Source document>
┌────────

# Tutorial 2: Conformance Checking (Order-to-Cash)

This tutorial demonstrates how to perform conformance checking to compare a process model with an event log for an order-to-cash (O2C) process.

**Reproducibility Note**: This notebook uses deterministic data and algorithms, ensuring identical results on every run.

## 1. Import necessary libraries

In [None]:
import pandas as pd
from erp_processminer.eventlog.serialization import dataframe_to_log
from erp_processminer.discovery.heuristics_miner import discover_petri_net_with_heuristics
from erp_processminer.conformance.token_replay import calculate_conformance
from erp_processminer.visualization.graphs import visualize_petri_net

## 2. Create a Sample Event Log

For this tutorial, we will start with an event log that has already been created. This represents a simple order-to-cash process with some deviant behavior.

In [None]:
log_data = [
    # Conforming trace: standard O2C flow
    ['C-01', 'Create Order', '2023-02-01'],
    ['C-01', 'Confirm Order', '2023-02-02'],
    ['C-01', 'Create Shipment', '2023-02-03'],
    ['C-01', 'Ship Goods', '2023-02-04'],
    ['C-01', 'Send Invoice', '2023-02-05'],
    ['C-01', 'Receive Payment', '2023-02-10'],

    # Deviant trace: order cancellation (not in expected model)
    ['C-02', 'Create Order', '2023-02-02'],
    ['C-02', 'Confirm Order', '2023-02-03'],
    ['C-02', 'Cancel Order', '2023-02-04'],

    # Conforming trace: standard O2C flow
    ['C-03', 'Create Order', '2023-02-05'],
    ['C-03', 'Confirm Order', '2023-02-06'],
    ['C-03', 'Create Shipment', '2023-02-07'],
    ['C-03', 'Ship Goods', '2023-02-08'],
    ['C-03', 'Send Invoice', '2023-02-09'],
    ['C-03', 'Receive Payment', '2023-02-15'],
]

log_df = pd.DataFrame(log_data, columns=['case_id', 'activity', 'timestamp'])
event_log = dataframe_to_log(log_df)

print(f"Event log created with {len(event_log.traces)} traces.")
print("\nTraces:")
for trace in event_log.traces:
    activities = [e.activity for e in trace.events]
    print(f"  {trace.case_id}: {' -> '.join(activities)}")

## 3. Discover a Process Model

We will use the Heuristics Miner to discover a Petri net from the event log. We'll use a relatively high dependency threshold to get a clean model.

In [None]:
petri_net = discover_petri_net_with_heuristics(event_log, dependency_thresh=0.7)

print(f"Discovered Petri net with {len(petri_net.places)} places and {len(petri_net.transitions)} transitions")
print("\nTransitions (activities):")
for t in sorted(petri_net.transitions, key=lambda x: x.name):
    print(f"  - {t.label or t.name}")

# Visualize the discovered model
try:
    g = visualize_petri_net(petri_net, output_file='o2c_petri_net')

└────────

Stated task>
Carry on the order-to-cash conformance-checking tutorial from the point where it stops. The rows after this tutorial are separate material and are not part of it.

Listed records>
┌────────

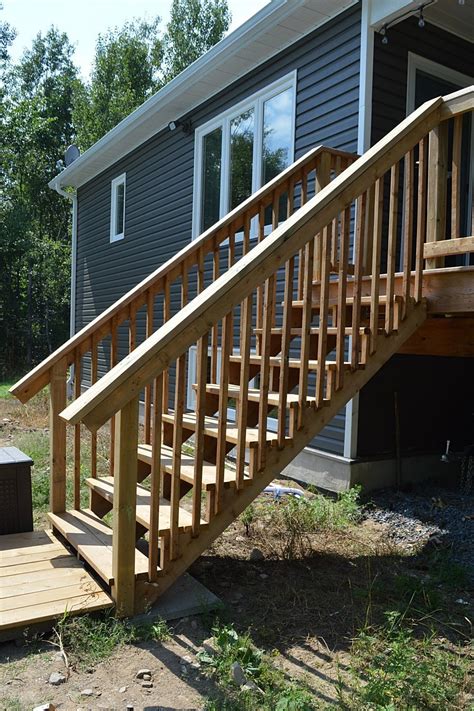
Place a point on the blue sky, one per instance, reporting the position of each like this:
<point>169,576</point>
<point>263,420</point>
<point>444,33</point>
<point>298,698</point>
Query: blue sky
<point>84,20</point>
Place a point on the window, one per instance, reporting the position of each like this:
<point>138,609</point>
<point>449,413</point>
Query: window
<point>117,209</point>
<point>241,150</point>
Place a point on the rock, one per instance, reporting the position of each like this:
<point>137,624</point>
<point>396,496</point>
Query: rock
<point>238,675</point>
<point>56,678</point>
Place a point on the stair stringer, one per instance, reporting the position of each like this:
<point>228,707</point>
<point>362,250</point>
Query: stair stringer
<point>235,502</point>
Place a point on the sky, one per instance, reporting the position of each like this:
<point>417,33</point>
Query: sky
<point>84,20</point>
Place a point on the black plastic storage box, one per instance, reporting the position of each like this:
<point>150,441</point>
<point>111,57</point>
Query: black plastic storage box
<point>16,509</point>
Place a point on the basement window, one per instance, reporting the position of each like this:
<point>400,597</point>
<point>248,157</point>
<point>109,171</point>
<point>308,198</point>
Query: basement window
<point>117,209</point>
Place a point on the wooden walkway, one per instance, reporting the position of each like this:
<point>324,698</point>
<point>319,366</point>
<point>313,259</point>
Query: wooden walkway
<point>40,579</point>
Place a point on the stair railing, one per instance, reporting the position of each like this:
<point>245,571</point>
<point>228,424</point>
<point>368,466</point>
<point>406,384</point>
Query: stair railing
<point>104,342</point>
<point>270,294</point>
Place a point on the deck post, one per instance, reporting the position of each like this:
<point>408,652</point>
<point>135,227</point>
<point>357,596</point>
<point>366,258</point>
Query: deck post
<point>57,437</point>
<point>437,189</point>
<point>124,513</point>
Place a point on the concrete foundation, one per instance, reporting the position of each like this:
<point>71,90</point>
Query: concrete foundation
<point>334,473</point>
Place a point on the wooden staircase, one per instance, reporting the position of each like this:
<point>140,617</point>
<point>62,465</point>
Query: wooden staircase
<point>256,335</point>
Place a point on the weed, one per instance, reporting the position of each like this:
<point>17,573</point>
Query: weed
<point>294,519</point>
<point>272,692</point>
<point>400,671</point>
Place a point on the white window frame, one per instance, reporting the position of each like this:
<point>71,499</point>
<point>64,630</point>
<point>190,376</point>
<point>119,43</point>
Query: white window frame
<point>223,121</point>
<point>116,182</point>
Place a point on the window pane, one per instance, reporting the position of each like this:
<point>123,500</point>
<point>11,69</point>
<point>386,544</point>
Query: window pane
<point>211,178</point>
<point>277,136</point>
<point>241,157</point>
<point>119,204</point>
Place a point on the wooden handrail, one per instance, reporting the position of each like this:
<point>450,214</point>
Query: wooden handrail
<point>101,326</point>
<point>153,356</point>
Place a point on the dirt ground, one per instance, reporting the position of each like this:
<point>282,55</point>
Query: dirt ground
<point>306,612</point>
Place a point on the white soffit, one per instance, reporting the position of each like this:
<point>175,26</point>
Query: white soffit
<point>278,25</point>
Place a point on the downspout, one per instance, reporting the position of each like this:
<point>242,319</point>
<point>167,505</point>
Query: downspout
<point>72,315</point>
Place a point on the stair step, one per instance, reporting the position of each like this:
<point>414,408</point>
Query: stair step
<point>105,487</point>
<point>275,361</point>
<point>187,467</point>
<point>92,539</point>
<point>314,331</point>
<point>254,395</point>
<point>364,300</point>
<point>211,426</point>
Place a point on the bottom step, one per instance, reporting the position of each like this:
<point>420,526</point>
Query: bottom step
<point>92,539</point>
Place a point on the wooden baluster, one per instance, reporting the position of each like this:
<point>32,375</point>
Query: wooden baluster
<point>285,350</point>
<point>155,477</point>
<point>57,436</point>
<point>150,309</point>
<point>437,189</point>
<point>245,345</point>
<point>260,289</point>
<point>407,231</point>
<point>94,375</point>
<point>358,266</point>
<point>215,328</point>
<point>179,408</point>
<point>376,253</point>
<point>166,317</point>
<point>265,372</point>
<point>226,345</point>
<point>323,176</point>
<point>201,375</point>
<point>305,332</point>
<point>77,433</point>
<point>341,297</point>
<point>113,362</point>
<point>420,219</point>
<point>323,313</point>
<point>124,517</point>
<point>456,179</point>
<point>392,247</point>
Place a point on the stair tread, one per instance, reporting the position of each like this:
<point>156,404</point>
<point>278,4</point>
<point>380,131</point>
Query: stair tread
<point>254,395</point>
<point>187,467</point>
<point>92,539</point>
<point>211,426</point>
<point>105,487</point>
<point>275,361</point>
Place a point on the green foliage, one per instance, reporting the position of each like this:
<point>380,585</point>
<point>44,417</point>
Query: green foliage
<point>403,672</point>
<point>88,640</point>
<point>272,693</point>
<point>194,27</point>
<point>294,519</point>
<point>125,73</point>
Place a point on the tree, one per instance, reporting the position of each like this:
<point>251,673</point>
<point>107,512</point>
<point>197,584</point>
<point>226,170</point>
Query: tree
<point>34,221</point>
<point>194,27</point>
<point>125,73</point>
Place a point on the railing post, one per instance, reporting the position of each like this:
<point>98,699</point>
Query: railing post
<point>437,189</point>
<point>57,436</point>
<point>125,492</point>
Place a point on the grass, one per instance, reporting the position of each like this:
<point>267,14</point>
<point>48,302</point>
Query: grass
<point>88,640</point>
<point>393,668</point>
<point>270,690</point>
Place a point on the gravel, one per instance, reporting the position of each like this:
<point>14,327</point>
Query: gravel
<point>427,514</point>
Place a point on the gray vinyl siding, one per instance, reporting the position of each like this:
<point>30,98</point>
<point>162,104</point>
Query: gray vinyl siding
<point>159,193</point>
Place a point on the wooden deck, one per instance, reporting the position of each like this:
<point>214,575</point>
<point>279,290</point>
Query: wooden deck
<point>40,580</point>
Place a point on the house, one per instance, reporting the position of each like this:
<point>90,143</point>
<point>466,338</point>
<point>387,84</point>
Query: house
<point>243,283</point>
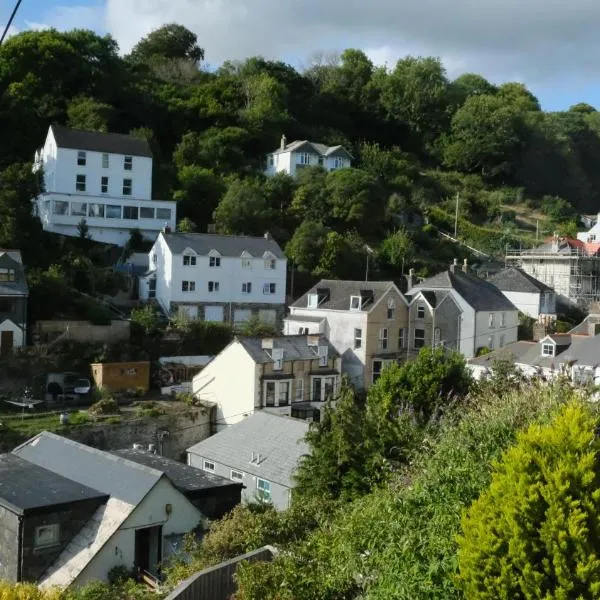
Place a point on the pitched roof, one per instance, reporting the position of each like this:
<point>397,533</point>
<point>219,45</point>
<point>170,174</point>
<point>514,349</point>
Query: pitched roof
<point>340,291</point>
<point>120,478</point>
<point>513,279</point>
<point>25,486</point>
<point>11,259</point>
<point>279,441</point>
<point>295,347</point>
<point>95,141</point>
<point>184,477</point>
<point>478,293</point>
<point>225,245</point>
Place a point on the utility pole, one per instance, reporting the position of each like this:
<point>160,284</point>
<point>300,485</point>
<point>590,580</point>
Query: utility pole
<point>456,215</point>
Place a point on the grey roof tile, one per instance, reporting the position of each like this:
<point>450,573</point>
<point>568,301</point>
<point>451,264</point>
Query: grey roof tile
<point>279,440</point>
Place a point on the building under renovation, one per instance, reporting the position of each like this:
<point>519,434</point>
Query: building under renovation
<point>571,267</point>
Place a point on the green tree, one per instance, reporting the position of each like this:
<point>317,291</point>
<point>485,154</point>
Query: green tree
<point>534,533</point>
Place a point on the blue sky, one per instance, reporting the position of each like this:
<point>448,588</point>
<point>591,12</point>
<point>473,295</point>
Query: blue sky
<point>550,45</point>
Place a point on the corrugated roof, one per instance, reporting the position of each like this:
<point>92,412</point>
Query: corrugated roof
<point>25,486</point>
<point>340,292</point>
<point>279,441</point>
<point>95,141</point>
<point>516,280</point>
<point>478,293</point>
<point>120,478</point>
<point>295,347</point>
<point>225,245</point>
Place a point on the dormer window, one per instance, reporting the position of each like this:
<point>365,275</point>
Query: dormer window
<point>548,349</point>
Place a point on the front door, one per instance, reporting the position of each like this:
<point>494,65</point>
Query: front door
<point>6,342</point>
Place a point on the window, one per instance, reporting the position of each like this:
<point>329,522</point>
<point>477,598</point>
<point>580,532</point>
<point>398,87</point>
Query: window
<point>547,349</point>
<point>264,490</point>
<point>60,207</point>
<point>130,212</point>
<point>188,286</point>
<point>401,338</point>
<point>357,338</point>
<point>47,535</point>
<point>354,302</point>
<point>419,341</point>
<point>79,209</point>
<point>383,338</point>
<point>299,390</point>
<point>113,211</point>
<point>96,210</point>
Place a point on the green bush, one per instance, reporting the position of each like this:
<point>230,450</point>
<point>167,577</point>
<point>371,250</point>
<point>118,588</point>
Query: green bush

└────────

Reply>
    print("\nPetri net visualization saved to 'o2c_petri_net.png'")
    display(g)
except Exception as e:
    print(f"\nVisualization skipped (Graphviz not available): {e}")

## 4. Perform Conformance Checking

Now we can use token-based replay to check the conformance of the log against the discovered model. A fitness of 1.0 means the log perfectly conforms to the model.

In [None]:
avg_fitness, trace_results = calculate_conformance(event_log, petri_net)

print("=== Conformance Results ===")
print(f"\nAverage Fitness: {avg_fitness:.3f}")

print("\nPer-trace fitness:")
for i, res in enumerate(trace_results):
    trace = event_log.traces[i]
    status = "CONFORMING" if res['fitness'] > 0.99 else "DEVIANT"
    print(f"  {trace.case_id}: Fitness = {res['fitness']:.3f} [{status}]")
    print(f"    Missing tokens: {res['missing_tokens']}, Remaining tokens: {res['remaining_tokens']}")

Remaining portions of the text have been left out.